Exercise tasks.
**A.** Translate this sentence from the passage on cleaning and tightening car bolts into Spanish: "I am also a fan of wire brushing slightly rusted bolt threads and applying copperslip or oil so the threads don't bind giving a false feeling of being tight."
**B.** Carry on the passage on cleaning and tightening car bolts, picking up after its final sentence.

Text passage.
-- Begin --

Everything has to be clean

And the parts tightened to the correct torque whilst the car is sitting at the correct ride hide

Otherwise the metal section the lower arm sits in dose not pinch together correctly.
I am also a fan of wire brushing slightly rusted bolt threads and applying copperslip or oil so the threads don't bind giving a false feeling of being tight. It is especially important on things like "stretch" bolts where if dragging gives false tightening. On things like cylinder heads I would take extra time to clean down every thread hole to make sure the head was bolted down securely, even using an old head bolt ground on my bench grinder to give a "thread tap" effect to collect the dirt from the threads.

-- End --

Stored rows.
-- Begin --

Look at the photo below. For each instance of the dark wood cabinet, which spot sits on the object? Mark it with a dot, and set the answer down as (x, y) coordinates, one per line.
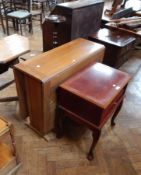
(119, 45)
(90, 98)
(83, 18)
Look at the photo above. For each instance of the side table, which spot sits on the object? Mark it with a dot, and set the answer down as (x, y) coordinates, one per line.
(90, 98)
(118, 45)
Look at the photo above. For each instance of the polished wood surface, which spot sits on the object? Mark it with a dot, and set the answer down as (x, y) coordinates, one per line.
(43, 74)
(90, 98)
(118, 45)
(118, 151)
(77, 23)
(98, 84)
(13, 46)
(130, 31)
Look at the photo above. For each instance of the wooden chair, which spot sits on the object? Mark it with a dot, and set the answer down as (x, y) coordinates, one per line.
(19, 12)
(9, 161)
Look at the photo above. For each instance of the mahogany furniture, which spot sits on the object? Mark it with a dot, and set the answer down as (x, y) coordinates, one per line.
(11, 47)
(9, 162)
(118, 45)
(91, 97)
(37, 79)
(82, 19)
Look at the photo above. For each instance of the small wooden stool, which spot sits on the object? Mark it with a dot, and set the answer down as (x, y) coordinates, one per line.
(29, 55)
(9, 161)
(117, 43)
(90, 98)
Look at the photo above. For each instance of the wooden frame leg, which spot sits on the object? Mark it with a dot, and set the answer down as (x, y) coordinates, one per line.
(11, 130)
(59, 122)
(96, 135)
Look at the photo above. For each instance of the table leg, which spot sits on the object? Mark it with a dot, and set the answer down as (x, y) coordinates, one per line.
(96, 135)
(59, 123)
(116, 113)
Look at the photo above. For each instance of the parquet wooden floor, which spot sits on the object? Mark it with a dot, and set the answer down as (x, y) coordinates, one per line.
(118, 151)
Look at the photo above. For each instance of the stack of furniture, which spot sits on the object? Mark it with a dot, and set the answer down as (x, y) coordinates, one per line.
(82, 19)
(119, 45)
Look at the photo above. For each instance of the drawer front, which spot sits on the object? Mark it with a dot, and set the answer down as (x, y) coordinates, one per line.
(126, 48)
(112, 107)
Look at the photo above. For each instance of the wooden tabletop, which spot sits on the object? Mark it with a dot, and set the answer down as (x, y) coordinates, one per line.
(55, 61)
(11, 47)
(98, 84)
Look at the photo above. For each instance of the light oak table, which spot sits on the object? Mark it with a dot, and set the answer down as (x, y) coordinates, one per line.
(11, 47)
(37, 79)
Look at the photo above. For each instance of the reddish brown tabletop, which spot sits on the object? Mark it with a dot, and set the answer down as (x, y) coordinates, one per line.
(99, 84)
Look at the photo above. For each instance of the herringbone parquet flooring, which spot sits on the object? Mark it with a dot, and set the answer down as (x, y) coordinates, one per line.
(118, 151)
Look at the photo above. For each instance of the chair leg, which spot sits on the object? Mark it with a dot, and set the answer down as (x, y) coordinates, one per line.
(30, 25)
(20, 27)
(2, 23)
(7, 27)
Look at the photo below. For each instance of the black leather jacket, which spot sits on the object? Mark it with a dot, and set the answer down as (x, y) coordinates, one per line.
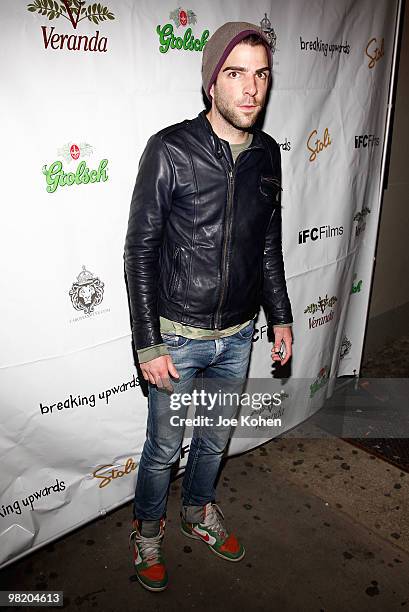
(203, 245)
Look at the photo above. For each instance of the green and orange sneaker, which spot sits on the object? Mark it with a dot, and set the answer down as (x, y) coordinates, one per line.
(212, 531)
(147, 557)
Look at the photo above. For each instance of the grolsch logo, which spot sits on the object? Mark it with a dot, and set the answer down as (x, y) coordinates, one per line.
(73, 11)
(168, 39)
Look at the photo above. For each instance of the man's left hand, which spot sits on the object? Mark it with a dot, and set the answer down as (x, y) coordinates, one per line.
(285, 334)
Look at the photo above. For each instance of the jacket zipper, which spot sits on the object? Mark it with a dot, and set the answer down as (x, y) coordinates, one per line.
(226, 241)
(174, 271)
(230, 175)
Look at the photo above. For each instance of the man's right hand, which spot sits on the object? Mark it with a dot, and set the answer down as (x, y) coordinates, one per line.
(157, 371)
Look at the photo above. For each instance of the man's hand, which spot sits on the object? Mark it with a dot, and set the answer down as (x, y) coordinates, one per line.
(157, 371)
(282, 333)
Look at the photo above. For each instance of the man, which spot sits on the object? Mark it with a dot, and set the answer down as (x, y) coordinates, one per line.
(202, 252)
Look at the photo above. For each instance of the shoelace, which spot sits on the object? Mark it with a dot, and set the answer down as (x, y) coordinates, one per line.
(148, 547)
(213, 521)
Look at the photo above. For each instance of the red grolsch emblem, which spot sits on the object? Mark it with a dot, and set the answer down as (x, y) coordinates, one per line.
(182, 17)
(75, 151)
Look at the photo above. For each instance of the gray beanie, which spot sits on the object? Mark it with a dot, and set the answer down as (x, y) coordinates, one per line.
(220, 45)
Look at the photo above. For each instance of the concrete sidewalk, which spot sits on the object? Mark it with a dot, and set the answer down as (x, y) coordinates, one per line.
(325, 526)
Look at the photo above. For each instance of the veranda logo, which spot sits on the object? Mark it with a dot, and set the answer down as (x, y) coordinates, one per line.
(168, 40)
(56, 177)
(73, 11)
(322, 305)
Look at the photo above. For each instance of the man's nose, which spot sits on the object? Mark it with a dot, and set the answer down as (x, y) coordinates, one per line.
(250, 85)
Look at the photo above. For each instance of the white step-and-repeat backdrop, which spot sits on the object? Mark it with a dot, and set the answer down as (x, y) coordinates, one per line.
(84, 85)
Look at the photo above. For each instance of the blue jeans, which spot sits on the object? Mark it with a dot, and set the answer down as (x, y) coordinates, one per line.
(223, 359)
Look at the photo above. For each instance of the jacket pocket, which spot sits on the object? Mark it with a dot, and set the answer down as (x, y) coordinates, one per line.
(175, 274)
(270, 189)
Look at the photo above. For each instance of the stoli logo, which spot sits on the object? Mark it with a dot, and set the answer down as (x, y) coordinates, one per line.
(73, 11)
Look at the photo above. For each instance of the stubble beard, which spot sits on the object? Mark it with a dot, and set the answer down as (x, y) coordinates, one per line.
(232, 116)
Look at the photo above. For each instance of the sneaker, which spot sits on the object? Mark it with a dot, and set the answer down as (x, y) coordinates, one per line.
(212, 531)
(147, 557)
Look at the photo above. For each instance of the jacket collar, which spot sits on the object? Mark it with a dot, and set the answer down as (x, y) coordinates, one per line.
(218, 143)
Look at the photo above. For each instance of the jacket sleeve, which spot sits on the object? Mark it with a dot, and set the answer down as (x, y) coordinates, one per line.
(150, 207)
(275, 298)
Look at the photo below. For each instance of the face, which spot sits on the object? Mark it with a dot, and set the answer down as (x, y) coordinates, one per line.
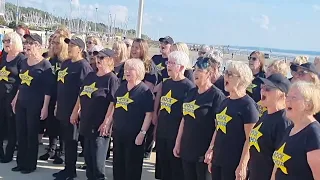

-- End --

The results.
**A.** También soy partidario de limpiar con cepillo de alambre las roscas de los pernos ligeramente oxidadas y de aplicarles copperslip o aceite para que las roscas no se agarroten y den una falsa sensación de estar apretadas.

**B.**
I use Action Can CS90 on all threads - a high solids anti seize paste. It's much thicker than the usual copper grease. It works extremely well between stainless and aluminium so carbon steel vs aluminium's easy peasy. Some say it should never be used in these situations but my bitter experience has proved them wrong. It simply stops the electrolytic oorrosion process. I don't know how it works (maybe it shorts out the battery effect) but it does the job extremely well. In my opinion, cheap copper grease is too slippery - risking over-tightened bolts. The cheap stuff only gets brushed on for corrosion protection.

The front M8 bolt on my gearbox mounting bracket (dry from the factory) was badly corroded. It's gone back (fully coated in goo) until I can get a replacement, but the crud was frankly shocking. The hole thought the alloy mount has good clearance but that bolt was close to being trashed.

I do not use anti-seize on specialist fasteners like cylinder heads, where the torque setting is critical. Any lubrication is likely to upset the setting leading to over-tightnening so keep them per the instruction book.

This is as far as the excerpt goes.